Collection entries
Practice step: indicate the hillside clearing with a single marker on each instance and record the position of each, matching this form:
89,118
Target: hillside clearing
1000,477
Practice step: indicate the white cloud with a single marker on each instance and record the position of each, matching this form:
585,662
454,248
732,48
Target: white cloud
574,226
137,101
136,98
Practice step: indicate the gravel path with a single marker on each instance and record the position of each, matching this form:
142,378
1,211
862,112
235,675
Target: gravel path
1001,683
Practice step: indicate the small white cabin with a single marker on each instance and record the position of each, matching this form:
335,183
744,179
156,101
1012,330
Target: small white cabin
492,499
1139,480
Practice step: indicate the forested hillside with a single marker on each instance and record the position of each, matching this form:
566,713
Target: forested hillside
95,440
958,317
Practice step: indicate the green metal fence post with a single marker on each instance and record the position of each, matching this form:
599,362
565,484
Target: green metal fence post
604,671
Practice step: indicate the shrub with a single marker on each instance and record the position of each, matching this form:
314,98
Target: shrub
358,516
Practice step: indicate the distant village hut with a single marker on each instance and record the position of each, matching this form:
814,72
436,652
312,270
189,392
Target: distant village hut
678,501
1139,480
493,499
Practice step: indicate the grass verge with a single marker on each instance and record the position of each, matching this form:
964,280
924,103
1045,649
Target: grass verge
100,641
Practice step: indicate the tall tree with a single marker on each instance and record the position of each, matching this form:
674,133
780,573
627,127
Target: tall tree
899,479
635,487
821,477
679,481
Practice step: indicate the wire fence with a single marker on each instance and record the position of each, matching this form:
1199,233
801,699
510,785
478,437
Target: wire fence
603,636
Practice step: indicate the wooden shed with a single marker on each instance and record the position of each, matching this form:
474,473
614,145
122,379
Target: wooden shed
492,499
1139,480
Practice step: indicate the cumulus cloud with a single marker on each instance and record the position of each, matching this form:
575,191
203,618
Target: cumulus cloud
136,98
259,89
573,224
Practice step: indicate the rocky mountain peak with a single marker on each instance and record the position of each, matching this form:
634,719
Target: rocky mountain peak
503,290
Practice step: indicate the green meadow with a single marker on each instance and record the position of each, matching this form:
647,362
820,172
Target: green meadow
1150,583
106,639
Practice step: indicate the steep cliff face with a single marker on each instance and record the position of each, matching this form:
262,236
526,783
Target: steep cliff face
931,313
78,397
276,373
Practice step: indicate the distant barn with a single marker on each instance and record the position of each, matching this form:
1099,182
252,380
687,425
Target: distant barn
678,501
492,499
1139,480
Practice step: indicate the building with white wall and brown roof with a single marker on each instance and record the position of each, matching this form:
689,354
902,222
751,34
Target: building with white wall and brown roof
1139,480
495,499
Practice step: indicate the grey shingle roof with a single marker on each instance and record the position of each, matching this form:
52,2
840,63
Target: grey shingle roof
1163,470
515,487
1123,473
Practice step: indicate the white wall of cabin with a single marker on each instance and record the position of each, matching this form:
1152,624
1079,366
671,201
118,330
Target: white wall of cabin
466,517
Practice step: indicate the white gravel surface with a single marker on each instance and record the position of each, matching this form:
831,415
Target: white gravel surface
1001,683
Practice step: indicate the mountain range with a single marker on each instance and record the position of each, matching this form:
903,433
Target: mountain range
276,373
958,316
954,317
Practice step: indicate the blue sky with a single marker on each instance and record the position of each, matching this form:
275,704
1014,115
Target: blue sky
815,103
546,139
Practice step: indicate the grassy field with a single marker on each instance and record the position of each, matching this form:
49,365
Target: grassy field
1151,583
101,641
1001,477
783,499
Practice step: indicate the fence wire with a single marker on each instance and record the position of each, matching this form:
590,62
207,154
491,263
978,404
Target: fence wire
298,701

WORK TO BE COMPLETED: Return every record, word for word.

WRITTEN SOLUTION:
Practice step: indicate the hillside clearing with a single marker on each instance and record the position of each, matching this form:
89,118
Target: hillside clearing
1000,477
Practice step: indicate the white cloud with a single marker on each instance and record the position of each, matching this form:
585,662
454,248
732,48
Target: white cloud
574,226
137,101
136,98
Practice step: indicate the gravel path with a single marker on each instance and record the position of each, matching this form:
142,378
1,211
862,112
235,675
Target: gravel path
1001,683
Practice step: indicate the small white cabin with a single marker on each instance and record the position of each, matching this form:
335,183
744,179
156,101
1012,330
Target: small white cabin
492,499
1139,480
Practice step: indicate the forested hillside with a single marker on each instance and record the position of each, matching this form:
566,713
Target: forested hillside
95,440
958,317
Practice step: indicate the green metal fence post with a single marker on each instance and record the position of each, matching this form:
599,362
565,484
Target: green metal fence post
604,671
Practice step: indicate the shrub with a single marker on each instance and record the position of each, matching this form:
314,98
Target: shrub
358,516
Practice step: indicate the distant village hut with a single marker on each instance and record the position of each, matching this form:
814,72
436,652
312,270
189,392
Target: distant village hut
678,501
1139,480
493,499
Practice step: indicate the grass verge with a single marker on each instance and record the position of each, matching this form:
964,280
924,103
1045,649
Target: grass verge
100,641
Practice step: indicate the tall tree with a single marker on each instance and record the position of each, matching this form:
674,133
780,573
627,127
Target: tall tree
899,479
635,487
821,477
679,481
Practice step: indicate the wire fence with a single marker on each instance and record the position of each, matching this form:
1199,233
801,699
510,785
478,437
Target: wire fence
603,636
Practice step: indicate the wooden shed with a single marker on each instance and record the position of each, matching this form:
474,473
614,145
122,379
Target: wooden shed
492,499
1139,480
Practice step: indicate the cumulus cloud with a single marker on each instance and record the position of each, matching this form:
575,191
203,618
Target: cumulus cloud
136,98
259,89
573,224
Practice step: indicate the rocky mountain peak with a single marker on each instance and record the position of each, matching this form:
634,719
Target: rocky mountain peak
503,290
Practice step: indicate the green meadow with a single marker on each instance and record the position of each, matching this form:
647,362
820,172
Target: green meadow
1150,583
106,639
Practice step: indicate the steep cliff face with a single marker on each instance and record the position of each, matching this form:
262,236
526,783
Target: steep cliff face
931,313
78,397
276,373
Practice step: indicate the distant barn with a single marker on each instance and record the position of each, matching this form:
1099,182
252,380
687,425
Target: distant barn
678,501
492,499
1139,480
Practice step: indicate the building with white wall and brown roof with a single marker on each instance and record the position of each, matching this form:
689,354
902,222
751,34
Target: building with white wall and brown roof
1139,480
495,499
Practice step: indicate the grey shingle roof with a single marker on each instance and record the position of each, matching this form:
52,2
840,63
Target: grey shingle roof
1163,470
515,487
1123,473
Practice step: indicate the white wall of cabin with a single marker on each instance and record the position of each, matching this form:
1152,624
1079,366
671,201
118,330
Target: white wall of cabin
466,517
Practice step: indicate the white gravel surface with a single marker on each instance and record the position of each, matching this form:
831,415
Target: white gravel surface
1001,683
Practice step: indicate the mountain range with a single marker on each instance and record the position of each, matching this form:
903,433
Target: mountain range
276,373
958,316
954,317
Practice step: indicate the blue sky with a single marker on each instance and record the position of each, matching this form:
275,704
1014,115
Target: blue sky
815,103
546,139
Practice step: indicate the grassy field with a single marker on each instance and record the position of each, matching this form:
49,365
Target: grassy field
1151,583
101,641
1001,477
783,499
Practice step: indicate the fence wire with a single marker on each instance and record the position of each, matching this form:
590,62
207,154
491,263
978,404
Target: fence wire
298,701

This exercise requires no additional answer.